WHAT YOU ARE ASKED TO DO:
Using the Rolling Stones passage, answer:
(a) Where did Mick and Ron begin mixing Undercover in May?
(b) How many new albums did the CBS contract call for, and at what price each?
(c) Who played guitar on "Too Much Blood"?

SUPPLIED PASSAGE:
_ _ _ _ _ _ _

Dream Things I Can't Keep Inside

The tensions
and psychic kung fu among the Rolling Stones sharpened the band's creative edge as work on
Undercover
progressed in Paris in January 1983. Keith's mature style in the studio was now becoming fixed. “The way I write songs,” he said at the time, “is to sit down and play twenty-five great songs by other people, and hope one of mine drops off the end.” Keith would arrive at the sessions in a long cape, brandishing a lethal sword-stick that alarmed the guests of the other band members. Mick had written rubbery raps that were evolving into the episodic scenarios of “Undercover of the Night” and “Too Much Blood.” While tempers were sometimes short at Pathé-Marconi, with arguments over tempos and keys, the sessions (with Chris Kimsey as associate producer) hatched what some Stones fans consider to be the Stones' last authentic album, the culmination of the Paris cycle that had begun with
Some Girls.

The concert film
Let's Spend the Night Together
was finished early in 1983 and released that spring to no great acclaim. Critics seemed to think that anything less than murder and mayhem in a Stones film seemed anticlimactic after the carnage of
Gimme Shelter.

Charlie Watts bought an old estate deep in the Devonshire landscape, with stables for the family's Arabian horses and kennels for the eighteen Best in Show sheepdogs. Bill Wyman and his girlfriend of fourteen years, Astrid Lindstrom, returned to England after many years in France, then split up. Astrid told a gossip columnist that she was tired of sharing Bill with thousands of other women.

In May, Mick and Ron began mixing
Undercover
at the Hit Factory in Manhattan. Keith joined them late in the month, but left for Jamaica in June before the album was complete, a gesture that ignited further gossip. Mick finished the record by overdubbing riffing horns and some African percussionists from the Sugar Hill hip-hop tribe onto his violent songs about murder, repression, and sexual domination. Chuck Leavell overdubbed an organ part on “Undercover.” Keith's guitar tech Jim Barber played guitar on “Too Much Blood.”

In July, Keith flew to Los Angeles to appear with Jerry Lee Lewis on a TV broadcast. At the airport, he ran into Chuck Berry, who seemed to recognize Keith this time. So glad was Chuck to see him that, in the crush of Keith's embrace, he dropped a lit cigarette down the front of Keith's shirt.

Jerry Hall got pregnant that summer. Woody and Jo had a baby boy, Tyrone.

In August 1983, the Stones signed their new American distribution deal with CBS Records. The contract called for four new Stones albums at $6 million apiece. Guaranteed promo budgets brought the deal to the $28-million mark, which at the time was the richest ever signed by a pop group. More significantly the CBS contract included the rights to Rolling Stones Records' back catalog dating from 1971, which soon earned the company its money back after it reissued the old records on compact disc. Most important to Walter Yetnikoff, whose winning bid reportedly doubled his closest competitor's, was Mick Jagger's explicit commitment to make solo albums for Columbia.

_ _ _ _ _ _ _

GIVEN RECORDS:
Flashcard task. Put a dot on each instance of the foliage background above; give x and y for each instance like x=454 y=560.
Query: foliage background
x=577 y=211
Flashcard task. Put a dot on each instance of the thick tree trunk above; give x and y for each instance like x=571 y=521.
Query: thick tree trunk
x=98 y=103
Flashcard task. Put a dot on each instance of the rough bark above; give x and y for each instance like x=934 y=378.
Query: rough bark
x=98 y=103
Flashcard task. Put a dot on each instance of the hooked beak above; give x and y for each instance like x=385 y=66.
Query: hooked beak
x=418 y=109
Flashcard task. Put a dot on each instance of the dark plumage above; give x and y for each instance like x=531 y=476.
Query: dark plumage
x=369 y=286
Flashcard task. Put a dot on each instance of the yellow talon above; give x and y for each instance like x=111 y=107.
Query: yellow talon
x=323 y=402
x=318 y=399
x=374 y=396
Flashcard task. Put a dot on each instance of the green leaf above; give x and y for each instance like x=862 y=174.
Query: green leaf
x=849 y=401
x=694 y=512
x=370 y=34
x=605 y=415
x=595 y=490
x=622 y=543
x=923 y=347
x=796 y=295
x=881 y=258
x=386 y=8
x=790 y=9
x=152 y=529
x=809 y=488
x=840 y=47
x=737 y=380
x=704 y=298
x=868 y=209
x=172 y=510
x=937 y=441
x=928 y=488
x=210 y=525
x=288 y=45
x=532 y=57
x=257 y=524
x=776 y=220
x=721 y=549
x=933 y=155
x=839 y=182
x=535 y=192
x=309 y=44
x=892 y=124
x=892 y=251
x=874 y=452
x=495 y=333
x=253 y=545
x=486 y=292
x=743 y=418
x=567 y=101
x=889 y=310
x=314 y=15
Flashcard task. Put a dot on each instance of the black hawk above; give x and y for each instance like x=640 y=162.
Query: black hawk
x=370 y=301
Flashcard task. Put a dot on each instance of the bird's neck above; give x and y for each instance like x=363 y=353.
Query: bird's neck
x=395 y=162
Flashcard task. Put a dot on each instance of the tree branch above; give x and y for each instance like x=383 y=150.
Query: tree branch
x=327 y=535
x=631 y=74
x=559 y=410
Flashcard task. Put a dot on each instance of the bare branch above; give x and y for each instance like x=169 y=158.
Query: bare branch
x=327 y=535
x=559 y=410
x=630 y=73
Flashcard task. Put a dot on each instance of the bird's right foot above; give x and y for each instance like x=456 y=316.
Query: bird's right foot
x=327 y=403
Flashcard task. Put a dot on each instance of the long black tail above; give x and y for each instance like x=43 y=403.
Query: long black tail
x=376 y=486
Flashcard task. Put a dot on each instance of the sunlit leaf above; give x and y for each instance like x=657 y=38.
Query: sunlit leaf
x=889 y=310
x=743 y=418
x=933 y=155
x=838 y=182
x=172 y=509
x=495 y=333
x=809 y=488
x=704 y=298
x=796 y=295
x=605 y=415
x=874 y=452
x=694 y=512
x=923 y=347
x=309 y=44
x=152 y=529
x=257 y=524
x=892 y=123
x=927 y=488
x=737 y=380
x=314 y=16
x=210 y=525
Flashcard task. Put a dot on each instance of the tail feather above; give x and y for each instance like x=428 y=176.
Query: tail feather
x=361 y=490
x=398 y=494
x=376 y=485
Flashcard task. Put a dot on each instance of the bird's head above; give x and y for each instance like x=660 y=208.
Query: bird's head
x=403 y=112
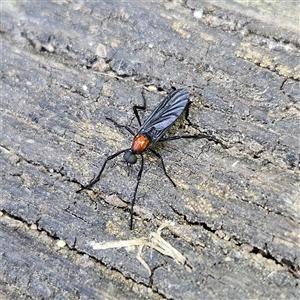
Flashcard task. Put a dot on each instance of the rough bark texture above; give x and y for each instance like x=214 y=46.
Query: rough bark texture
x=65 y=67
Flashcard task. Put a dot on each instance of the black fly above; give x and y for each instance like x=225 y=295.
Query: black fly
x=151 y=131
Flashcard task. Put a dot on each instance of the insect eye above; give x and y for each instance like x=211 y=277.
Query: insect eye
x=130 y=157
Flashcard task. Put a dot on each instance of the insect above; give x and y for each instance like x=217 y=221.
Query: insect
x=151 y=131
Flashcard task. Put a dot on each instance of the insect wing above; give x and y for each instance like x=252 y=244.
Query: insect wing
x=165 y=114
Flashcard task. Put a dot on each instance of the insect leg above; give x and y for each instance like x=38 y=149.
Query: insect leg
x=197 y=136
x=97 y=178
x=135 y=191
x=163 y=165
x=121 y=126
x=136 y=107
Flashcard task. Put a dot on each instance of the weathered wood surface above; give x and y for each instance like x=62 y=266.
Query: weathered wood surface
x=235 y=210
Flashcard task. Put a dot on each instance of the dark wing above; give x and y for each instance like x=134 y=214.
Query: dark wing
x=164 y=115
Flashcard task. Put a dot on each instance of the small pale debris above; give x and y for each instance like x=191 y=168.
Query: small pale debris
x=247 y=247
x=198 y=14
x=154 y=241
x=61 y=243
x=101 y=51
x=114 y=200
x=85 y=256
x=152 y=88
x=33 y=226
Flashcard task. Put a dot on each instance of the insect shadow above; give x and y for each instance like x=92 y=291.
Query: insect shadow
x=151 y=131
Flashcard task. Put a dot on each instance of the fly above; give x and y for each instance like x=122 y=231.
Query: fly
x=151 y=131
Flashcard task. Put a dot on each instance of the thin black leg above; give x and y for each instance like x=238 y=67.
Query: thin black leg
x=136 y=107
x=121 y=126
x=197 y=136
x=97 y=178
x=135 y=191
x=163 y=165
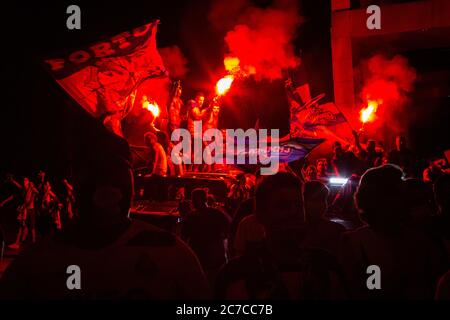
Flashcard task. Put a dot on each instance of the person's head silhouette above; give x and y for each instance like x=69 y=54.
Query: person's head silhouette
x=279 y=202
x=315 y=194
x=199 y=198
x=380 y=197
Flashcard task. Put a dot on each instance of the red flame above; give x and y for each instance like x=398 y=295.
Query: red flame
x=152 y=107
x=224 y=84
x=368 y=114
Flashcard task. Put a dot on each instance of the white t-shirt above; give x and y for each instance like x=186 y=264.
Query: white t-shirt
x=144 y=263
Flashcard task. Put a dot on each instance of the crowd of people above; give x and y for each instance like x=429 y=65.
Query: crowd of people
x=282 y=236
x=40 y=212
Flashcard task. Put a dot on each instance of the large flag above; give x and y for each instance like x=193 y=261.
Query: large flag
x=307 y=117
x=108 y=78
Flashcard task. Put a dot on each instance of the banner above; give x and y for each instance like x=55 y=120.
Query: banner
x=108 y=78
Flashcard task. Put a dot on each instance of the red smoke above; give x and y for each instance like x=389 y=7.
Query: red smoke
x=262 y=39
x=388 y=81
x=174 y=61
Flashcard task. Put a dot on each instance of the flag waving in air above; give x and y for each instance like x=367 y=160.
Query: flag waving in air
x=108 y=78
x=307 y=117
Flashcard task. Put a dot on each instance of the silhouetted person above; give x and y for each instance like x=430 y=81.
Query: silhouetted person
x=436 y=168
x=408 y=260
x=442 y=226
x=369 y=155
x=280 y=268
x=159 y=161
x=320 y=232
x=205 y=229
x=119 y=258
x=343 y=205
x=345 y=163
x=441 y=222
x=323 y=174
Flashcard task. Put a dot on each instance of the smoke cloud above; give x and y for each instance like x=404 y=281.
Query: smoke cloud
x=174 y=61
x=389 y=81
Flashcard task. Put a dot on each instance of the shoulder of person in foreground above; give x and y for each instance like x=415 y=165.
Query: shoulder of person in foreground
x=49 y=259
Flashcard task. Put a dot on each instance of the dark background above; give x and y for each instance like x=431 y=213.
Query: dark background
x=41 y=126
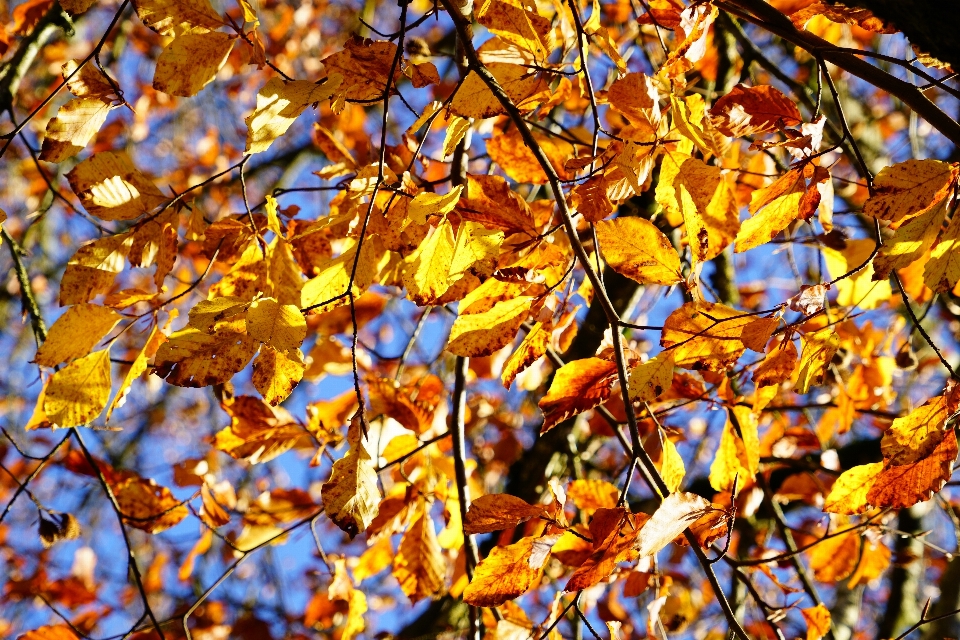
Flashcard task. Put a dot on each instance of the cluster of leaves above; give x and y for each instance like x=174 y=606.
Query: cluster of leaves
x=637 y=307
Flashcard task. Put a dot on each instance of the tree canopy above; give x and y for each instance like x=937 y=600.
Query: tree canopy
x=499 y=319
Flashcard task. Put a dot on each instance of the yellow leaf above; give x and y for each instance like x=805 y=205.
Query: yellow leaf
x=474 y=100
x=774 y=214
x=72 y=129
x=859 y=289
x=909 y=188
x=700 y=194
x=154 y=340
x=93 y=268
x=593 y=494
x=351 y=497
x=481 y=334
x=206 y=314
x=111 y=188
x=145 y=504
x=910 y=241
x=191 y=61
x=509 y=572
x=192 y=358
x=75 y=333
x=276 y=373
x=849 y=493
x=534 y=345
x=576 y=387
x=257 y=433
x=419 y=566
x=675 y=513
x=778 y=366
x=943 y=269
x=818 y=350
x=494 y=512
x=517 y=24
x=672 y=470
x=279 y=103
x=280 y=326
x=426 y=272
x=176 y=17
x=915 y=435
x=426 y=204
x=634 y=247
x=79 y=392
x=835 y=558
x=365 y=68
x=648 y=380
x=818 y=621
x=704 y=335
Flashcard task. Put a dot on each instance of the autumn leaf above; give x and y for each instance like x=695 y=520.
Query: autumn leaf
x=494 y=512
x=704 y=335
x=650 y=379
x=634 y=247
x=75 y=333
x=909 y=188
x=279 y=103
x=79 y=392
x=577 y=386
x=351 y=496
x=509 y=572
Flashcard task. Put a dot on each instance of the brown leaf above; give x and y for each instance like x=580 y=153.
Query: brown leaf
x=494 y=512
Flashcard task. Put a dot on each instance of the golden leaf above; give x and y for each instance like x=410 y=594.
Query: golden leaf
x=835 y=558
x=902 y=486
x=280 y=326
x=365 y=68
x=849 y=493
x=192 y=358
x=915 y=435
x=819 y=348
x=778 y=206
x=426 y=204
x=145 y=504
x=509 y=572
x=75 y=333
x=704 y=335
x=111 y=188
x=577 y=386
x=419 y=566
x=593 y=494
x=351 y=497
x=648 y=380
x=533 y=347
x=481 y=334
x=72 y=129
x=778 y=366
x=943 y=268
x=475 y=100
x=818 y=621
x=909 y=188
x=672 y=517
x=279 y=103
x=517 y=24
x=191 y=61
x=139 y=366
x=634 y=247
x=276 y=373
x=257 y=432
x=494 y=512
x=859 y=289
x=176 y=17
x=910 y=242
x=79 y=392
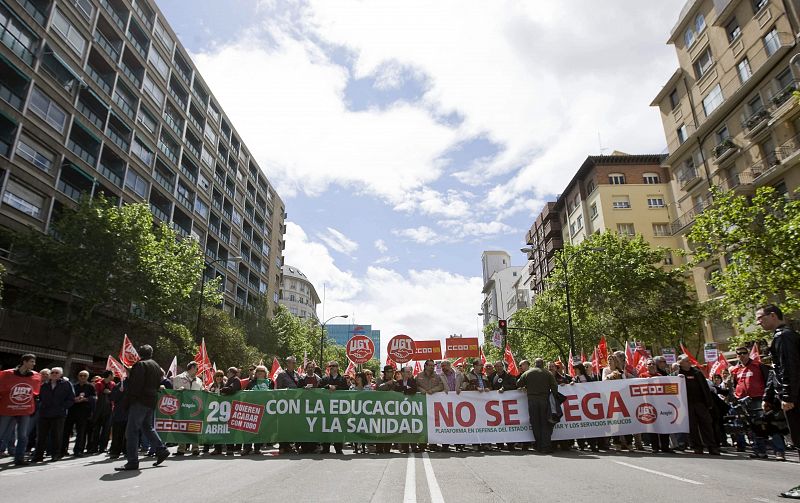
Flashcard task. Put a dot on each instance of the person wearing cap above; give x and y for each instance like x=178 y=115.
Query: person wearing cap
x=334 y=381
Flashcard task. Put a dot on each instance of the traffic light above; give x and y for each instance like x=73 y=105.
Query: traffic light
x=503 y=325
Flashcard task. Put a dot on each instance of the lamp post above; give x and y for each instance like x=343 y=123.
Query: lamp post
x=563 y=260
x=202 y=290
x=322 y=333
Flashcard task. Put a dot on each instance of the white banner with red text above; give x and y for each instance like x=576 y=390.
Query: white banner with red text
x=598 y=409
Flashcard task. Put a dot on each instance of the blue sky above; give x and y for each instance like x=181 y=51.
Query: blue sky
x=407 y=137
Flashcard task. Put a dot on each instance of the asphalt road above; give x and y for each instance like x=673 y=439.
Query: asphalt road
x=472 y=477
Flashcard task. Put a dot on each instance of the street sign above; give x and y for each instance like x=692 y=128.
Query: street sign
x=456 y=347
x=400 y=348
x=427 y=350
x=360 y=349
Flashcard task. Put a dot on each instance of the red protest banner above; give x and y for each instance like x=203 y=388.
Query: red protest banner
x=427 y=350
x=462 y=346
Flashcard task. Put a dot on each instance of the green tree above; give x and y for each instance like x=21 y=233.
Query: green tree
x=619 y=288
x=760 y=236
x=105 y=262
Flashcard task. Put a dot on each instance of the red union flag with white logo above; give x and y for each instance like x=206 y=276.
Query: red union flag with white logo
x=400 y=348
x=427 y=350
x=128 y=354
x=360 y=349
x=467 y=347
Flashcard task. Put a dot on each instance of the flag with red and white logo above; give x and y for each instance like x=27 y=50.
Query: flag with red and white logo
x=128 y=354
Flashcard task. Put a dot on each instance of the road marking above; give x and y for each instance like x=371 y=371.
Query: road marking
x=410 y=492
x=433 y=485
x=654 y=472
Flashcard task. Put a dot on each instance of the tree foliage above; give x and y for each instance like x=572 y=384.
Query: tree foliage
x=760 y=236
x=620 y=289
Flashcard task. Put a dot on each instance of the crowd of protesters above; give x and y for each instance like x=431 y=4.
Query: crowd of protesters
x=43 y=413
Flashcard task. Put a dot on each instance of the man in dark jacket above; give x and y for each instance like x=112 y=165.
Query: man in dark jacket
x=700 y=403
x=79 y=414
x=333 y=381
x=142 y=397
x=538 y=384
x=785 y=351
x=55 y=398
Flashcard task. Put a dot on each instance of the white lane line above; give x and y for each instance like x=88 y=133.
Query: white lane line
x=410 y=492
x=433 y=485
x=654 y=472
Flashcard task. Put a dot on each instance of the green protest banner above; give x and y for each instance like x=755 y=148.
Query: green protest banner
x=299 y=415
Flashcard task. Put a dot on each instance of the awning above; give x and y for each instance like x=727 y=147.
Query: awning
x=43 y=352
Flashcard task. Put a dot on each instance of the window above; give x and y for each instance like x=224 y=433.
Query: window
x=625 y=230
x=34 y=153
x=146 y=120
x=69 y=32
x=673 y=99
x=152 y=89
x=136 y=183
x=661 y=230
x=24 y=199
x=43 y=106
x=700 y=23
x=158 y=62
x=142 y=152
x=743 y=68
x=616 y=179
x=771 y=42
x=621 y=203
x=703 y=63
x=688 y=37
x=683 y=133
x=651 y=178
x=712 y=100
x=200 y=208
x=733 y=29
x=163 y=36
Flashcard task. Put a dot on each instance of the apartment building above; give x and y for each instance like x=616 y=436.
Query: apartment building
x=728 y=113
x=101 y=97
x=627 y=194
x=298 y=293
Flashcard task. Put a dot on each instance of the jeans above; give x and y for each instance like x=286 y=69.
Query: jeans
x=140 y=422
x=22 y=423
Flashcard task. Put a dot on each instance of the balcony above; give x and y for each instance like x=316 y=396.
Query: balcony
x=688 y=218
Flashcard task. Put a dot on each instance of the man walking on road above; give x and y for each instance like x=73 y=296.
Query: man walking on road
x=539 y=383
x=142 y=396
x=785 y=351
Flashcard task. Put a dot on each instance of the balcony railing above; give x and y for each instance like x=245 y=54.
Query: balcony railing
x=688 y=218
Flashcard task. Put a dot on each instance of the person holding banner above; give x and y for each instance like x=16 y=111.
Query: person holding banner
x=538 y=384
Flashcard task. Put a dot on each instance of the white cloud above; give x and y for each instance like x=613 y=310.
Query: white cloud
x=425 y=304
x=421 y=234
x=338 y=241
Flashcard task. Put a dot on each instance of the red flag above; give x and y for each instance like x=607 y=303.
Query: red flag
x=509 y=358
x=754 y=353
x=602 y=352
x=276 y=368
x=719 y=365
x=692 y=359
x=204 y=367
x=116 y=367
x=571 y=365
x=128 y=355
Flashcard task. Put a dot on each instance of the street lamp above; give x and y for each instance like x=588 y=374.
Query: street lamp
x=322 y=333
x=562 y=258
x=202 y=289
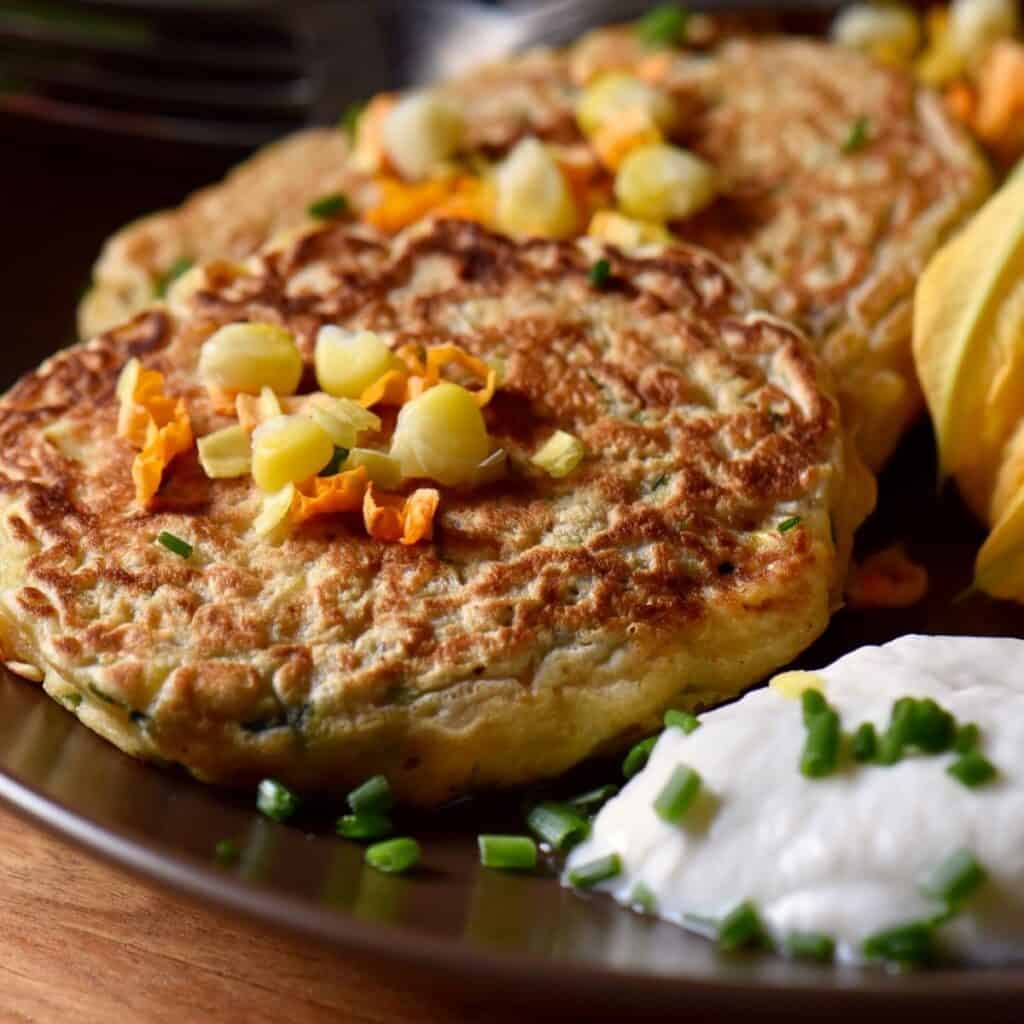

_ _ _ _ _ _ _

RESULT:
(a) At the Hit Factory in Manhattan.
(b) Four new albums at $6 million apiece.
(c) Jim Barber, Keith's guitar tech.